═══ MATERIAL PROVIDED

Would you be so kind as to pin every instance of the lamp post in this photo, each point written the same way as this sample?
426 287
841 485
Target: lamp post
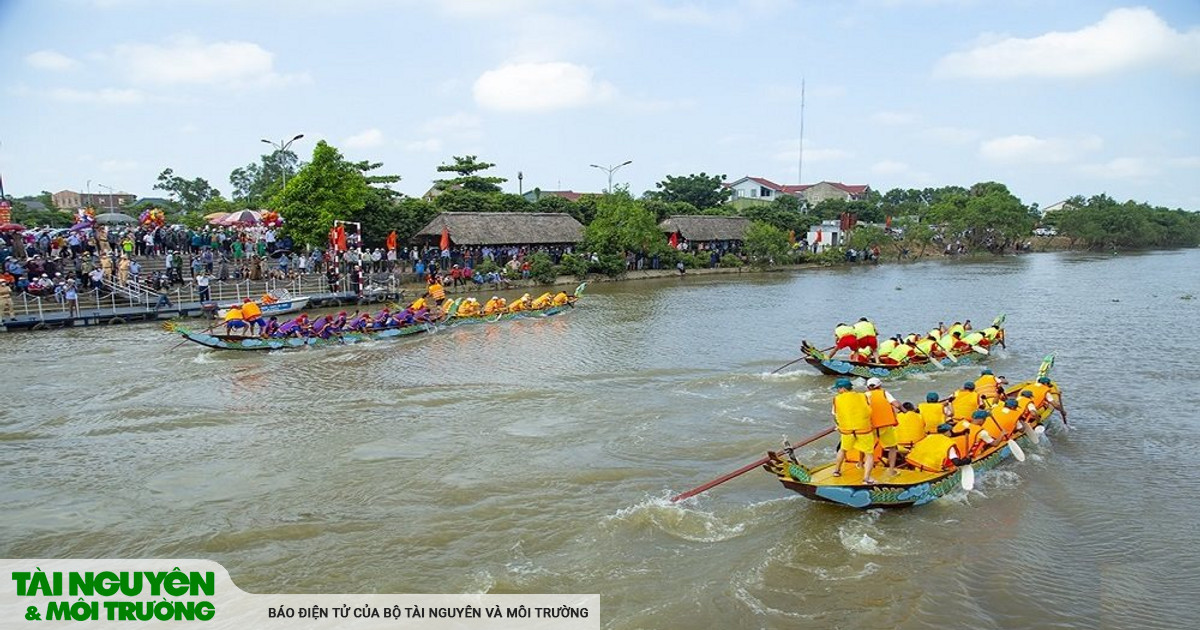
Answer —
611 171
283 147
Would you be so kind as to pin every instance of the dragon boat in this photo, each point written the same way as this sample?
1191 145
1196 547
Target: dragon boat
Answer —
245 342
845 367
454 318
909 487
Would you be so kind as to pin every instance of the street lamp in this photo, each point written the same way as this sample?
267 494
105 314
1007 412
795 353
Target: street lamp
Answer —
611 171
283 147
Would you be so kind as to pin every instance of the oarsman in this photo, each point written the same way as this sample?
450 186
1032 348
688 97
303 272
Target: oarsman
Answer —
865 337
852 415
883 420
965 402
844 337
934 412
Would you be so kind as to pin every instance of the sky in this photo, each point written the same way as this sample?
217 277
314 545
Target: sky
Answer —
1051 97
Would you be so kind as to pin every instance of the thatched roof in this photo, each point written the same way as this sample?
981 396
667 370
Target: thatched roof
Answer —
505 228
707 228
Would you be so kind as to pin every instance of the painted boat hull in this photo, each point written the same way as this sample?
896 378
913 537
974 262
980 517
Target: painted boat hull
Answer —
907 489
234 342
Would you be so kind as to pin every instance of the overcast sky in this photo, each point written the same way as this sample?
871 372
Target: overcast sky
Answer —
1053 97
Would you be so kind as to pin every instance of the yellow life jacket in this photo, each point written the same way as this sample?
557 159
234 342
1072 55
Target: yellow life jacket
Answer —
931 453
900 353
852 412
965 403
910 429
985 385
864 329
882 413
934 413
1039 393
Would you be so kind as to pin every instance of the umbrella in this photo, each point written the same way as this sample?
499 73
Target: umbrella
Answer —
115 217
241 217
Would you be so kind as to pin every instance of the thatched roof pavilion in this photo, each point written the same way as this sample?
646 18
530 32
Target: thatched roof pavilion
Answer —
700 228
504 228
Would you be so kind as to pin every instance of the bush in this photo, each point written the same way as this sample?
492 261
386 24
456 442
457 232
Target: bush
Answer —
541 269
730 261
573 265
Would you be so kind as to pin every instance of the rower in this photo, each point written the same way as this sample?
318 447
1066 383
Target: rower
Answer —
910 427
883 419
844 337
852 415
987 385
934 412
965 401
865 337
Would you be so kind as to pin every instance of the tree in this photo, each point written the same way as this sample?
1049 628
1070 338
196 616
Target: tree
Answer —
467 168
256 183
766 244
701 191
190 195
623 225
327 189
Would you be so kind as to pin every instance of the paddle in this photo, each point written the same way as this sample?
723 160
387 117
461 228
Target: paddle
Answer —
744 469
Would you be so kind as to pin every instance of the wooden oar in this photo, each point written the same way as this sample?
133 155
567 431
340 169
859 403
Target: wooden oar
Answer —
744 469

══════

EXERCISE GOAL: Report how many lines in the entries hold the string "street". Nothing but the number is wanted.

SOLUTION TO THIS EXERCISE: 2